**WHAT TO WORK ON**
Count the lines in the records below that contain the string "backpack", treating uppercase and lowercase as different, and reply with only the number.

----

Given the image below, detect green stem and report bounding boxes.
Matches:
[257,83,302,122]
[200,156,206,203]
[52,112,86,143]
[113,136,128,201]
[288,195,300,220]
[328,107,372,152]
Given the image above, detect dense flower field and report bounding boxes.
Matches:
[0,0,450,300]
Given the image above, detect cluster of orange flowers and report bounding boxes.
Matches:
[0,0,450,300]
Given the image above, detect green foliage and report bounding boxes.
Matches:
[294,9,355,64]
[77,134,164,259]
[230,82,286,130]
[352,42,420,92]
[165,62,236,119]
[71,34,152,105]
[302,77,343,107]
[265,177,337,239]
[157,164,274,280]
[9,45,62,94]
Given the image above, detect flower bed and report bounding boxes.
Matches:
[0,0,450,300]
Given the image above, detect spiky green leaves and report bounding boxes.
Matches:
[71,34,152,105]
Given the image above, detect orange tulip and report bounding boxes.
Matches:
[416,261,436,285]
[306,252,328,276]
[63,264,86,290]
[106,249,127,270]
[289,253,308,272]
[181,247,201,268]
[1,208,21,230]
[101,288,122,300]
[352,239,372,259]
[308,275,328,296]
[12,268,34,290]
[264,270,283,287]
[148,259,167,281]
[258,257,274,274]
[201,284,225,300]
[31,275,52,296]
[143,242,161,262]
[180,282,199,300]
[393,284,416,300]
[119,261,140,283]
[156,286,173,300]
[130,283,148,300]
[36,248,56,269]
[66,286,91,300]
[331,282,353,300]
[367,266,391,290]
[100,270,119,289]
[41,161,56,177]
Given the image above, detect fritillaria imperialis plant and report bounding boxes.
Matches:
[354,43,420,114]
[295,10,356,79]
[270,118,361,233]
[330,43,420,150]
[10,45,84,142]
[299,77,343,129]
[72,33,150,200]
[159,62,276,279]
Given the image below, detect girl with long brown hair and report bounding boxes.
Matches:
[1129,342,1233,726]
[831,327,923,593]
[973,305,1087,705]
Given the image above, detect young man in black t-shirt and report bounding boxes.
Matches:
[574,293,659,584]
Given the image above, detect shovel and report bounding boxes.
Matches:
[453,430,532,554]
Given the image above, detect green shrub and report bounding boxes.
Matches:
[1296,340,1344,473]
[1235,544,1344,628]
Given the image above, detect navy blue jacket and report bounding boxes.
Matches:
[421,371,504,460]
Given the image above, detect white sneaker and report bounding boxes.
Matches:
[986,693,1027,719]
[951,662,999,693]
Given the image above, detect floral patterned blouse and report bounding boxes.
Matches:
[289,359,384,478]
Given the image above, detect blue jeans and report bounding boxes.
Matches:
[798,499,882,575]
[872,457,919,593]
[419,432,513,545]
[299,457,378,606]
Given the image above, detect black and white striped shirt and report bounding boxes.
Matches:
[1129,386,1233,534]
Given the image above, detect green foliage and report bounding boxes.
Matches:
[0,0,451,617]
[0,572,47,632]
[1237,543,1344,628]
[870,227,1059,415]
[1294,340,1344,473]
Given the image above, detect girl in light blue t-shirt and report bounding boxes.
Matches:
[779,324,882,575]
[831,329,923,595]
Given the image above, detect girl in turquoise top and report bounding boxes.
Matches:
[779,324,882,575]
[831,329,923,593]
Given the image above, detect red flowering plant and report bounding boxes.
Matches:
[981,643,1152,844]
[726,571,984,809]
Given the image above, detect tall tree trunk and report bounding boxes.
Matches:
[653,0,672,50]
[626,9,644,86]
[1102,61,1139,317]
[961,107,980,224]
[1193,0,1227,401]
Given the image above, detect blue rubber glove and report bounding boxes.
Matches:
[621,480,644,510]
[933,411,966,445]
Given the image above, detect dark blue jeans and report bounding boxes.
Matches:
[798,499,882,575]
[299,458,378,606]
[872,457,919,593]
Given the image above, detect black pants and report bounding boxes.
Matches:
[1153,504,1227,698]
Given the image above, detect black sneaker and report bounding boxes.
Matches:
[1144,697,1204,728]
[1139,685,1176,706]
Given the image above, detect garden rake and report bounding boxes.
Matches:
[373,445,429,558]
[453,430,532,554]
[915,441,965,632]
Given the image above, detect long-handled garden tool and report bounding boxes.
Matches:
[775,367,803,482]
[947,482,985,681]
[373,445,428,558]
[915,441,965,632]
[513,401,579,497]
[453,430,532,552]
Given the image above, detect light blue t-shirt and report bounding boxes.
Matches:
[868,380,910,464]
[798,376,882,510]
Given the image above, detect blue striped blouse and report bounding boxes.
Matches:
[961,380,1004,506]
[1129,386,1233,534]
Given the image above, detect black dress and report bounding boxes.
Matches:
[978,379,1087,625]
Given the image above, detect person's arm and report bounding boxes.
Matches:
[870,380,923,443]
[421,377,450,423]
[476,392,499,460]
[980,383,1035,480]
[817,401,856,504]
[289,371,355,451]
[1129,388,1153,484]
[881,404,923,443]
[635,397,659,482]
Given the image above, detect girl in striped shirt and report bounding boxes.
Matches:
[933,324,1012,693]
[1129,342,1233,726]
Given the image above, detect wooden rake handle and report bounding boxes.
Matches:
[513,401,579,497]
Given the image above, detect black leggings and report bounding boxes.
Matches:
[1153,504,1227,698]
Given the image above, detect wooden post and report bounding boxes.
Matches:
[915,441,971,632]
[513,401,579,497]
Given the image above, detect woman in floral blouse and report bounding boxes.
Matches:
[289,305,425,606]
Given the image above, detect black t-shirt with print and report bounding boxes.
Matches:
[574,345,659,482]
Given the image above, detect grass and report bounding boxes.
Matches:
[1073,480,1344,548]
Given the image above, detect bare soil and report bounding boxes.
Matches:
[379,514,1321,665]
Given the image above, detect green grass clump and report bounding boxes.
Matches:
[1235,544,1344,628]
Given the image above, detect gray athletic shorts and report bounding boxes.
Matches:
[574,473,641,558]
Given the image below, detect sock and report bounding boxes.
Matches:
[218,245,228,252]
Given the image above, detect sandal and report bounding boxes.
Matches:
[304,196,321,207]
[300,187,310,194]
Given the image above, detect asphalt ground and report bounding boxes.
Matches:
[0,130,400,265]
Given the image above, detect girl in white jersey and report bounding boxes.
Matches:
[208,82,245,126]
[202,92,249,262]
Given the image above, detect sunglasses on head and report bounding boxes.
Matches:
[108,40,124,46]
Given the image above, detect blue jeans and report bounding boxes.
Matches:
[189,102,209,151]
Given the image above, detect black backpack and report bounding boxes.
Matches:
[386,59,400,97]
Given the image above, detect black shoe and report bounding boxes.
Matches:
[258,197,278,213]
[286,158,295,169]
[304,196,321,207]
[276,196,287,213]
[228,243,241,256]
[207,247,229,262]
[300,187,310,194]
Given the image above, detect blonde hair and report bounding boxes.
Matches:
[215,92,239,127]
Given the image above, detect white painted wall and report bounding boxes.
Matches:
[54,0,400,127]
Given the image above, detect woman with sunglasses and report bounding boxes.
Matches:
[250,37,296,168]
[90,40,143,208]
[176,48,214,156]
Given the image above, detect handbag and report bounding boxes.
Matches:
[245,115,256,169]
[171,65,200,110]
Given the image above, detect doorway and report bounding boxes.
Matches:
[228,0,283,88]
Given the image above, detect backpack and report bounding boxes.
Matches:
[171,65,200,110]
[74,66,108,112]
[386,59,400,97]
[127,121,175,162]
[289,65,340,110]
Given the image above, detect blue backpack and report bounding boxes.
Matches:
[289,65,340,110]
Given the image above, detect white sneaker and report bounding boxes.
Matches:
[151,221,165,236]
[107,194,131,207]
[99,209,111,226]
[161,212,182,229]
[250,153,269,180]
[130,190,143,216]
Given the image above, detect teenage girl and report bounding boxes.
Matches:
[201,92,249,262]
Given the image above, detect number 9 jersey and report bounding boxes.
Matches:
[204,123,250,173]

----

**OUTPUT OF THE TASK**
3